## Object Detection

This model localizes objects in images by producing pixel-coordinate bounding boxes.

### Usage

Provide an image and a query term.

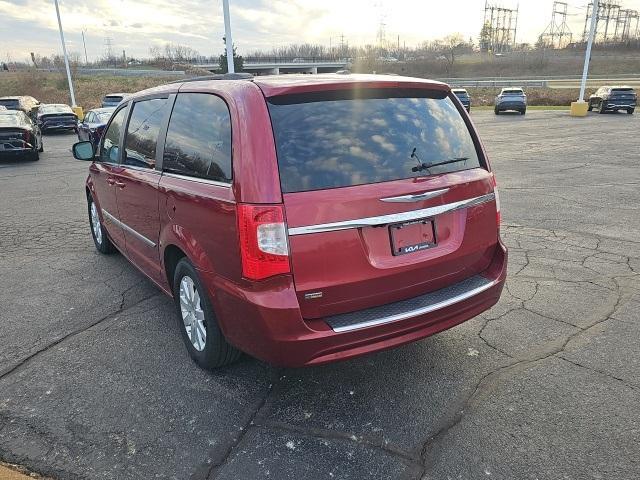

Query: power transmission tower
[613,9,640,42]
[538,1,573,48]
[104,37,113,58]
[480,0,518,53]
[582,2,620,43]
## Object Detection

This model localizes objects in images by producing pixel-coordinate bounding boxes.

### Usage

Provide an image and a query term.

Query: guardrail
[448,79,549,88]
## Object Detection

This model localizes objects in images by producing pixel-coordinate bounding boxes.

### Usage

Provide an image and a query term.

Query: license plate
[389,220,436,255]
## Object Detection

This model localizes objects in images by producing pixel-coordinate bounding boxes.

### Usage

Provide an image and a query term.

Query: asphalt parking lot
[0,111,640,480]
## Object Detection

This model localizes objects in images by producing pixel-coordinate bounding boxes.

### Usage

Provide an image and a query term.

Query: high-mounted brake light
[238,204,291,280]
[492,175,502,230]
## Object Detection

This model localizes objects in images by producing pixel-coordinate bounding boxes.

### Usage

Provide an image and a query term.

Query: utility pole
[82,30,89,65]
[222,0,235,73]
[53,0,77,108]
[571,0,598,117]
########
[What needs to be done]: Rewrite all of the records above, replacing "query term" with "search phrase" throughout and changing nothing else. Leave the pictures out of your answer.

[Written solution]:
## Object Detection

This model localizes objects in images by producing pixel-coordinate bounding boxes.

### Usage

Provide an image and a search phrase.


Query: power transmission tower
[613,9,640,42]
[538,1,573,48]
[104,37,113,58]
[480,0,518,53]
[582,2,620,43]
## Object Detection

This model localizes objects in images by producing pixel-coordinate bounding boxes.

### Usage

Provide an image and a search phrase.

Query: guardrail
[448,79,549,88]
## Object Detection

This model localizes objects in images by producing pixel-coordinate bounding boxes.

### Usage

Provide an image and a search phrase.

Query: license plate
[389,220,436,255]
## Object Detection

This model localizes objects in images by producing pixel-coordinate bounding boxes.

### Usage

Provide an image and a search phrase.

Query: asphalt parking lot
[0,111,640,480]
## Object Detection

This model localizes objects in images by producing pixel-coordinate bounding boxes.

### Usage

Provide an image and a search phrase.

Query: high-mounted brake light
[238,204,291,280]
[492,175,502,230]
## Object Detection

This model localizes objects in images by producing pixel-coordinate bounding boxes.

### Usage

Provide an image and a search phrase.

Query: utility pole
[82,30,89,65]
[222,0,235,73]
[53,0,77,108]
[571,0,598,117]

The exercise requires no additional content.